▸ Brief: Your response should match the records line for line.

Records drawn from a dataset
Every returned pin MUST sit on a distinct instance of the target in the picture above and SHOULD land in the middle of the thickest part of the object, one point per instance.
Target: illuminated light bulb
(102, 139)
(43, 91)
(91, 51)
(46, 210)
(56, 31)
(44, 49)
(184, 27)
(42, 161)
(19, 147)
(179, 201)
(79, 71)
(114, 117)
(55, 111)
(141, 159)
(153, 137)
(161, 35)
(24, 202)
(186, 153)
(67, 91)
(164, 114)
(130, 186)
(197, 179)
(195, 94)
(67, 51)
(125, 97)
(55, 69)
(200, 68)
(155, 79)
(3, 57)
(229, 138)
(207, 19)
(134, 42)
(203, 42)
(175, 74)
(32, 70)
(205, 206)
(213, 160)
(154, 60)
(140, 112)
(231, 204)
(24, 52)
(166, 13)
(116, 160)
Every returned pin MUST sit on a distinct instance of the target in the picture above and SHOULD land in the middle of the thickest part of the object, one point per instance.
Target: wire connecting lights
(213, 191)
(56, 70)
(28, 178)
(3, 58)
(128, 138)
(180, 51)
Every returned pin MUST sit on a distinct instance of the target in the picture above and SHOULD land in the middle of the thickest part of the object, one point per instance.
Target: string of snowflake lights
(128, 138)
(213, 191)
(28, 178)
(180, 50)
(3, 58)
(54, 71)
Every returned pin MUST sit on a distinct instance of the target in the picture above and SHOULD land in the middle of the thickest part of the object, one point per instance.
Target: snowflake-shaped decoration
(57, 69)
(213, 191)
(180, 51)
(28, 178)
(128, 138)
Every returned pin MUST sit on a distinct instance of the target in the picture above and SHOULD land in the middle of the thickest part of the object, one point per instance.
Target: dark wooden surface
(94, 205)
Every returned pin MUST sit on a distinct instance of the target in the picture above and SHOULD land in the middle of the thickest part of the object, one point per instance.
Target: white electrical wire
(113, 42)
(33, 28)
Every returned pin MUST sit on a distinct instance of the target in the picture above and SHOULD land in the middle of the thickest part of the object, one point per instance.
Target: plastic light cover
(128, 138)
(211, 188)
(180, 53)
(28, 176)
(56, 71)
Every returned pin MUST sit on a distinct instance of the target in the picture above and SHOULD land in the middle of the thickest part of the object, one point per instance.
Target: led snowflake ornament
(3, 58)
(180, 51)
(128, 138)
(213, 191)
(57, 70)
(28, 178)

▸ Worked solution:
Every returned pin MUST sit on a distinct instance of the target in the picture above and SHOULD land in the middle of the thickest part of the object, one point per instance.
Target: illuminated light bulb
(102, 139)
(43, 91)
(91, 51)
(46, 210)
(56, 31)
(44, 49)
(184, 27)
(42, 161)
(19, 147)
(179, 201)
(79, 71)
(114, 117)
(55, 111)
(141, 159)
(153, 137)
(161, 35)
(24, 202)
(186, 153)
(67, 91)
(164, 114)
(130, 186)
(197, 179)
(195, 94)
(67, 51)
(125, 97)
(55, 69)
(200, 68)
(155, 79)
(3, 57)
(229, 138)
(207, 19)
(134, 42)
(203, 42)
(175, 74)
(32, 70)
(205, 206)
(213, 160)
(154, 60)
(140, 112)
(231, 204)
(24, 52)
(166, 13)
(116, 160)
Every returned pin MUST sit on a distinct instance of the target in the picture above and SHOULD land in the middle of the thickest part of the object, one point per instance.
Target: wire connecting lights
(213, 191)
(56, 70)
(28, 178)
(3, 58)
(128, 138)
(180, 51)
Every returned pin MUST sit on a distinct instance of the target in the picture above and SHOULD land in the middle of the thickest part of the object, one point per instance.
Target: string of snowflake lights
(128, 138)
(213, 191)
(28, 178)
(180, 50)
(3, 58)
(54, 71)
Every returned pin MUST sit on a distinct instance of the target in the picture above and SHOULD land in the middle of the thickest part of the object, one point per instance.
Target: snowflake-shaped decoration
(57, 69)
(213, 191)
(180, 51)
(28, 178)
(128, 138)
Every returned pin MUST sit on a distinct instance of the target in the picture above and SHOULD land in the middle of the thickest part of the object, one point per instance.
Target: dark wooden surface
(94, 205)
Every returned pin MUST sit on a distinct instance of the target in the picture above and SHOULD land in the middle of the thickest part of the object, one point per instance.
Target: white electrical wire
(113, 42)
(33, 28)
Every returned pin MUST sit on a distinct instance of the target in the picture above and SHOULD land in the middle of the thickest part of the object, one point per instance.
Target: plastic light cover
(128, 138)
(211, 188)
(180, 53)
(28, 176)
(56, 71)
Every returned pin MUST sit on a distinct instance of the target in the picture above and SHOULD land in the middle of the thickest part of the object, one point per instance.
Target: led snowflake ornament
(3, 58)
(180, 51)
(128, 138)
(213, 191)
(57, 70)
(28, 178)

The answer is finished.